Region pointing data

# # # # #

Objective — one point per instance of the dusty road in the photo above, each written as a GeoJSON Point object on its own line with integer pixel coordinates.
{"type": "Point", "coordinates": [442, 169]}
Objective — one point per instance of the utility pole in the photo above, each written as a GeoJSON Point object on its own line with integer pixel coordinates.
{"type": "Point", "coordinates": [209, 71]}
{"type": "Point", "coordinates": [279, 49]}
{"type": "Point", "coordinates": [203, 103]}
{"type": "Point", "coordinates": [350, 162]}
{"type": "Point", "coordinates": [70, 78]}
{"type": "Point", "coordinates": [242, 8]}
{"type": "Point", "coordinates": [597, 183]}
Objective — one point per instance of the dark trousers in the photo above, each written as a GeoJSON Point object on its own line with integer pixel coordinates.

# # # # #

— Task to complete —
All entries above are to be reproduced exactly.

— Result of the exercise —
Objective — one point per instance of the dusty road in the photo above, each written as a GeoJSON Point object on its own line with integer pixel coordinates.
{"type": "Point", "coordinates": [442, 169]}
Objective — one point per instance of the utility pole in the photo above, each written as a GeoJSON Point object on its own line with integer pixel coordinates.
{"type": "Point", "coordinates": [209, 71]}
{"type": "Point", "coordinates": [279, 49]}
{"type": "Point", "coordinates": [203, 103]}
{"type": "Point", "coordinates": [350, 162]}
{"type": "Point", "coordinates": [70, 78]}
{"type": "Point", "coordinates": [242, 8]}
{"type": "Point", "coordinates": [597, 183]}
Objective — one point per instance of the dark trousers in the photo above, each written as a GeoJSON Point object on its own line with integer pixel coordinates.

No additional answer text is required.